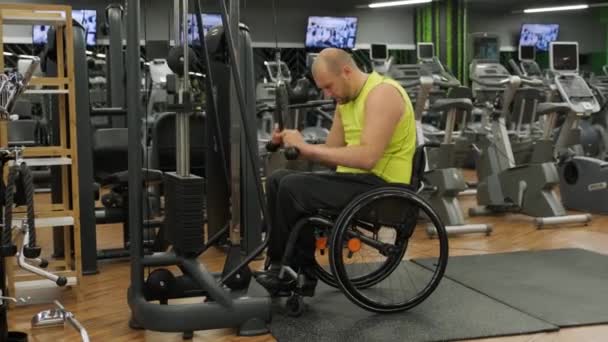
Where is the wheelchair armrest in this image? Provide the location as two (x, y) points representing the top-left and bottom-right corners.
(316, 208), (341, 218)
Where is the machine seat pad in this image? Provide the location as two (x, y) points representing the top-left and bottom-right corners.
(430, 98), (473, 112)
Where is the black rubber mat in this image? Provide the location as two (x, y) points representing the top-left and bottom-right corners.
(269, 261), (557, 342)
(416, 248), (608, 327)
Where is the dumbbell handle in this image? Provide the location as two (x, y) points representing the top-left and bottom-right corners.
(265, 141), (300, 160)
(266, 140), (280, 152)
(284, 147), (300, 160)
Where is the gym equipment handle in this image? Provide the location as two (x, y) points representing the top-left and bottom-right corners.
(18, 229), (68, 287)
(266, 140), (280, 152)
(54, 301), (90, 342)
(265, 141), (300, 160)
(90, 107), (127, 117)
(433, 78), (461, 89)
(520, 78), (544, 86)
(284, 147), (300, 160)
(287, 100), (335, 110)
(470, 76), (513, 88)
(401, 79), (422, 88)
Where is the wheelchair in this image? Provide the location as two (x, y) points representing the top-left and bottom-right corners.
(272, 144), (449, 316)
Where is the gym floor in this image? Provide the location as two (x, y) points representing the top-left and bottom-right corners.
(8, 170), (608, 341)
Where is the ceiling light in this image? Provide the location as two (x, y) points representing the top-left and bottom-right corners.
(368, 0), (432, 9)
(524, 4), (588, 13)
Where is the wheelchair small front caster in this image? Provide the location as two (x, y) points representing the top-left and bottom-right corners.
(285, 294), (305, 317)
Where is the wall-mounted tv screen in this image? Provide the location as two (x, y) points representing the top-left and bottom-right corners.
(305, 16), (358, 49)
(188, 13), (223, 45)
(33, 9), (97, 46)
(519, 24), (559, 52)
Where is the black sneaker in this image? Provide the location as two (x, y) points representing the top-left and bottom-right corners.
(253, 262), (282, 277)
(255, 271), (295, 297)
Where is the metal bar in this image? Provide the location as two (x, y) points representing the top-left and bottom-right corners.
(443, 108), (456, 144)
(173, 0), (180, 45)
(217, 0), (274, 283)
(176, 0), (191, 177)
(182, 0), (190, 92)
(517, 98), (525, 135)
(534, 214), (592, 228)
(193, 0), (230, 187)
(543, 113), (556, 140)
(127, 0), (143, 294)
(228, 0), (242, 244)
(427, 223), (492, 237)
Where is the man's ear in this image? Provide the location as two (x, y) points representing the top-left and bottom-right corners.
(342, 65), (352, 78)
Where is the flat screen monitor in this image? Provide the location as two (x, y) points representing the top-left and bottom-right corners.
(472, 35), (499, 61)
(519, 24), (559, 52)
(550, 41), (578, 73)
(370, 44), (388, 60)
(417, 42), (434, 60)
(33, 24), (50, 45)
(305, 16), (358, 49)
(33, 9), (97, 46)
(519, 45), (535, 61)
(188, 13), (223, 45)
(146, 40), (170, 60)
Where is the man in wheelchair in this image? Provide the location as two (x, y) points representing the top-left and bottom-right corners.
(256, 48), (417, 297)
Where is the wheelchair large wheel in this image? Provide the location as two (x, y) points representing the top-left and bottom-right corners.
(311, 218), (408, 290)
(329, 187), (449, 313)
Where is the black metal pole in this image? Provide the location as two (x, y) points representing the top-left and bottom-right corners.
(216, 0), (272, 283)
(193, 0), (230, 187)
(127, 0), (144, 294)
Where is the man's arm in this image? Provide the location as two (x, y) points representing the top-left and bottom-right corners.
(298, 84), (405, 170)
(323, 109), (345, 148)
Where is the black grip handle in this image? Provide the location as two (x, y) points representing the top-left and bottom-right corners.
(266, 141), (281, 152)
(284, 147), (300, 160)
(56, 277), (68, 287)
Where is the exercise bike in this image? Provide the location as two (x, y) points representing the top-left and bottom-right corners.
(469, 70), (591, 227)
(549, 42), (608, 214)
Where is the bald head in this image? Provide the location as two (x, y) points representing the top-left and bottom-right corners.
(310, 48), (369, 104)
(312, 48), (359, 75)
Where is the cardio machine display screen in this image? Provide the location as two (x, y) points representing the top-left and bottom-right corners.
(472, 37), (499, 61)
(305, 16), (358, 49)
(551, 43), (578, 72)
(370, 44), (388, 59)
(519, 24), (559, 51)
(418, 43), (434, 59)
(267, 63), (291, 80)
(519, 45), (535, 60)
(33, 9), (97, 46)
(188, 13), (223, 45)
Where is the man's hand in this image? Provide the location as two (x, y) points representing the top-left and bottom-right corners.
(281, 129), (306, 149)
(270, 126), (282, 146)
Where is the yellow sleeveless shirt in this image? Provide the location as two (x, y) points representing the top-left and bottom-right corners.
(336, 72), (416, 184)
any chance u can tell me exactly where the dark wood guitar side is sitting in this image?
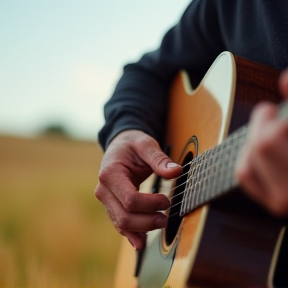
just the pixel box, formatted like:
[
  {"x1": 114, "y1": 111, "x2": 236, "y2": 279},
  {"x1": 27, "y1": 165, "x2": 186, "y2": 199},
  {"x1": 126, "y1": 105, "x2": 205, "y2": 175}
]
[{"x1": 114, "y1": 52, "x2": 288, "y2": 288}]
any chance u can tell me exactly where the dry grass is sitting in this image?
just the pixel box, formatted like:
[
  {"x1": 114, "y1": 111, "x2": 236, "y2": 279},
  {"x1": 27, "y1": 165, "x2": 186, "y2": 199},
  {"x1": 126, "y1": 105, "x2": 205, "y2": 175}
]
[{"x1": 0, "y1": 135, "x2": 122, "y2": 288}]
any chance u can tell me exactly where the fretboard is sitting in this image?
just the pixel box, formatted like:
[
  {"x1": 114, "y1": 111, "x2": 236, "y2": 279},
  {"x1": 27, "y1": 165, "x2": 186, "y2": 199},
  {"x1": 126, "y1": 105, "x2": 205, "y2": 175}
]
[
  {"x1": 179, "y1": 125, "x2": 246, "y2": 216},
  {"x1": 180, "y1": 101, "x2": 288, "y2": 217}
]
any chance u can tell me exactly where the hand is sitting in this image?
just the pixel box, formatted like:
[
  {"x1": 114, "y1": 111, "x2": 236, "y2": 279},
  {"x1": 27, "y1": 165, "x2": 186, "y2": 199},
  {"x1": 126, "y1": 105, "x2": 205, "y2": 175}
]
[
  {"x1": 95, "y1": 130, "x2": 182, "y2": 250},
  {"x1": 236, "y1": 69, "x2": 288, "y2": 216}
]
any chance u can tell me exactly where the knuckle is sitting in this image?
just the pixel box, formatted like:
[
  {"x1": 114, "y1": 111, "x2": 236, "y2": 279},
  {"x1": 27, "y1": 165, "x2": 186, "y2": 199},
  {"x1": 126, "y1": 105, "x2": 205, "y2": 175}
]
[
  {"x1": 98, "y1": 166, "x2": 112, "y2": 185},
  {"x1": 114, "y1": 216, "x2": 128, "y2": 231},
  {"x1": 105, "y1": 209, "x2": 128, "y2": 232},
  {"x1": 254, "y1": 128, "x2": 280, "y2": 155},
  {"x1": 117, "y1": 229, "x2": 125, "y2": 236},
  {"x1": 255, "y1": 124, "x2": 283, "y2": 156},
  {"x1": 123, "y1": 193, "x2": 138, "y2": 211},
  {"x1": 94, "y1": 185, "x2": 104, "y2": 201},
  {"x1": 270, "y1": 201, "x2": 288, "y2": 217},
  {"x1": 151, "y1": 151, "x2": 168, "y2": 167},
  {"x1": 253, "y1": 102, "x2": 269, "y2": 114},
  {"x1": 273, "y1": 121, "x2": 288, "y2": 138},
  {"x1": 235, "y1": 167, "x2": 246, "y2": 183},
  {"x1": 255, "y1": 139, "x2": 271, "y2": 156},
  {"x1": 235, "y1": 163, "x2": 251, "y2": 184},
  {"x1": 252, "y1": 102, "x2": 275, "y2": 119},
  {"x1": 270, "y1": 192, "x2": 288, "y2": 216}
]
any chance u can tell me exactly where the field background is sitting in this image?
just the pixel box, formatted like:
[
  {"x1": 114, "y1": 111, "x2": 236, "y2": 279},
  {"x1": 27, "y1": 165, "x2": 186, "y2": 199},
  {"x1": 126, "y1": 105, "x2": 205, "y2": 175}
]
[{"x1": 0, "y1": 135, "x2": 122, "y2": 288}]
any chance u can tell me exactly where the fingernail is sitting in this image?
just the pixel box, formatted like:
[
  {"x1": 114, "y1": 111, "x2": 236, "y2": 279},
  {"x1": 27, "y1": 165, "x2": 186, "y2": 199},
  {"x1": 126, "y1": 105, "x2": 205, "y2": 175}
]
[
  {"x1": 167, "y1": 162, "x2": 180, "y2": 168},
  {"x1": 155, "y1": 215, "x2": 167, "y2": 228}
]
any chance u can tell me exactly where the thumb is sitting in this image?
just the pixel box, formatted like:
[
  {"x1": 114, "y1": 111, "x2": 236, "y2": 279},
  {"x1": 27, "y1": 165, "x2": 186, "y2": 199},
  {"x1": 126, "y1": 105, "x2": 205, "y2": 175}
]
[
  {"x1": 279, "y1": 68, "x2": 288, "y2": 100},
  {"x1": 137, "y1": 136, "x2": 182, "y2": 179}
]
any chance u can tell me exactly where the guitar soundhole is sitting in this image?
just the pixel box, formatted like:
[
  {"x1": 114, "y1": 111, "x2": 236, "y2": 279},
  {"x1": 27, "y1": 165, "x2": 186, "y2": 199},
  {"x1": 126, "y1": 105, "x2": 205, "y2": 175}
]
[{"x1": 165, "y1": 151, "x2": 193, "y2": 246}]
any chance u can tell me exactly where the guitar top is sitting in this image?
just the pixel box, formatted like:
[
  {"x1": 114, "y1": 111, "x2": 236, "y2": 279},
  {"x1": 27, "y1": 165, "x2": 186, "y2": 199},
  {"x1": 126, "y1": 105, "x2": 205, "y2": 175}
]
[{"x1": 114, "y1": 52, "x2": 288, "y2": 288}]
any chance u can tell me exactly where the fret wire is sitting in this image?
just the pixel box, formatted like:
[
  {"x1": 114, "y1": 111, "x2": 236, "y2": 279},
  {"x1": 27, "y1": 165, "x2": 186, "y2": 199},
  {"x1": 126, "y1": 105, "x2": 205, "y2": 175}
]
[
  {"x1": 166, "y1": 164, "x2": 238, "y2": 216},
  {"x1": 165, "y1": 149, "x2": 240, "y2": 204},
  {"x1": 168, "y1": 180, "x2": 188, "y2": 200},
  {"x1": 175, "y1": 167, "x2": 239, "y2": 213},
  {"x1": 180, "y1": 127, "x2": 245, "y2": 176},
  {"x1": 159, "y1": 125, "x2": 249, "y2": 216},
  {"x1": 179, "y1": 127, "x2": 247, "y2": 215},
  {"x1": 166, "y1": 161, "x2": 192, "y2": 183},
  {"x1": 159, "y1": 160, "x2": 193, "y2": 185},
  {"x1": 181, "y1": 160, "x2": 193, "y2": 170},
  {"x1": 183, "y1": 166, "x2": 194, "y2": 213},
  {"x1": 166, "y1": 154, "x2": 236, "y2": 208}
]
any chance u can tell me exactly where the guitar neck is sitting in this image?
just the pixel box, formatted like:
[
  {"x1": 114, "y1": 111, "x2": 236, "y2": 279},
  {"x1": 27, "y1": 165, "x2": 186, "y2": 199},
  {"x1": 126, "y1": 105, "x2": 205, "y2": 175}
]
[
  {"x1": 180, "y1": 125, "x2": 247, "y2": 216},
  {"x1": 180, "y1": 101, "x2": 288, "y2": 217}
]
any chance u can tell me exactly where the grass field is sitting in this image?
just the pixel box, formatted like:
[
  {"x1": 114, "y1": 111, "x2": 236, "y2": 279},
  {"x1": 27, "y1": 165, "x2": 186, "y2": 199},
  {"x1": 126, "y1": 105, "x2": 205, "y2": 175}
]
[{"x1": 0, "y1": 135, "x2": 122, "y2": 288}]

What you should do
Please copy every line of the material that contains the word "grass".

Solution to the exercise
any chance u can tell me exactly where the dry grass is sitting in this image?
any chance u can tell me exactly where the grass field is sitting in this image?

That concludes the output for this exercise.